● Exercise description
Reproduce the following text on Cassava Root Necrosis Disease in full, word for word.

● Text segment
★ ★ ★ ★ ★

Cassava Root Necrosis Disease (CRND): A New Crop Disease Spreading in Western Democratic Republic of Congo and in Some Central African Countries

  •  Bakelana Zeyimo    
  •  Justin Pita    
  •  Monde Godefroid    
  •  Mahungu Nzola    
  •  Lema Munseki    
  •  Tshilenge Kanana    
  •  Kalonji Mbuyi    


Cassava is consumed in the Democratic Republic of Congo (DRC) as a staple food for the majority of the Congolese population. This crop is used in several forms: as fufu, chikwangue and pondu; cassava leaves are the most consumed vegetable in the country.

In 2002, cassava root symptoms similar to cassava brown streak disease (CBSD) were reported for the first time in western DRC. PCR assays, using primers specific to Cassava brown streak virus (CBSV), failed to detect or identify any viral pathogens in diseased cassava samples from western DRC. Therefore, next generation sequencing (NGS) techniques were used as they are able to sequence full organism genomes and are widely used for the identification of pathogens responsible for new diseases. The main objective of this study was to identify the pathogens causing root necrosis in western DRC.

Whatman®FTA™ cards were used to collect 12 cassava leaf samples from plants with symptoms indicative of very severe root necrosis, as well as two asymptomatic samples. These 12 samples were sent to Australia at the University of Western Australia in Perth for next generation sequencing (NGS) using the Illumina HiSeq platform.

Additional bioinformatics tools included Geneious, CLC workbench, ParaKraken and Kaijou software for short DNA sequences. No viruses (including CBSV) were found in any of the DRC samples. These preliminary results confirm all the previous negative results obtained using PCR and CBSV primers. However, NGS analyses did reveal the presence of a number of bacterial and fungal taxa. These will require further investigation and tests such as the Koch Postulates, to establish their specific pathogenic role in cassava.

This is the first scientific evidence that no currently known virus is responsible for the disease which had been referred to previously as ‘CBSD-like disease’. Consequently, the disease found in DRC cassava samples has been designated ‘Cassava Root Necrosis Disease’ or CRND.

This work is licensed under a Creative Commons Attribution 4.0 License.

★ ★ ★ ★ ★

● Exercise data

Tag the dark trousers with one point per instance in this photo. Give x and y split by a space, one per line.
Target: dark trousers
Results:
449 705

★ ★ ★ ★ ★

● Output for this exercise
Cassava Root Necrosis Disease (CRND): A New Crop Disease Spreading in Western Democratic Republic of Congo and in Some Central African Countries

  •  Bakelana Zeyimo    
  •  Justin Pita    
  •  Monde Godefroid    
  •  Mahungu Nzola    
  •  Lema Munseki    
  •  Tshilenge Kanana    
  •  Kalonji Mbuyi    


Cassava is consumed in the Democratic Republic of Congo (DRC) as a staple food for the majority of the Congolese population. This crop is used in several forms: as fufu, chikwangue and pondu; cassava leaves are the most consumed vegetable in the country.

In 2002, cassava root symptoms similar to cassava brown streak disease (CBSD) were reported for the first time in western DRC. PCR assays, using primers specific to Cassava brown streak virus (CBSV), failed to detect or identify any viral pathogens in diseased cassava samples from western DRC. Therefore, next generation sequencing (NGS) techniques were used as they are able to sequence full organism genomes and are widely used for the identification of pathogens responsible for new diseases. The main objective of this study was to identify the pathogens causing root necrosis in western DRC.

Whatman®FTA™ cards were used to collect 12 cassava leaf samples from plants with symptoms indicative of very severe root necrosis, as well as two asymptomatic samples. These 12 samples were sent to Australia at the University of Western Australia in Perth for next generation sequencing (NGS) using the Illumina HiSeq platform.

Additional bioinformatics tools included Geneious, CLC workbench, ParaKraken and Kaijou software for short DNA sequences. No viruses (including CBSV) were found in any of the DRC samples. These preliminary results confirm all the previous negative results obtained using PCR and CBSV primers. However, NGS analyses did reveal the presence of a number of bacterial and fungal taxa. These will require further investigation and tests such as the Koch Postulates, to establish their specific pathogenic role in cassava.

This is the first scientific evidence that no currently known virus is responsible for the disease which had been referred to previously as ‘CBSD-like disease’. Consequently, the disease found in DRC cassava samples has been designated ‘Cassava Root Necrosis Disease’ or CRND.

This work is licensed under a Creative Commons Attribution 4.0 License.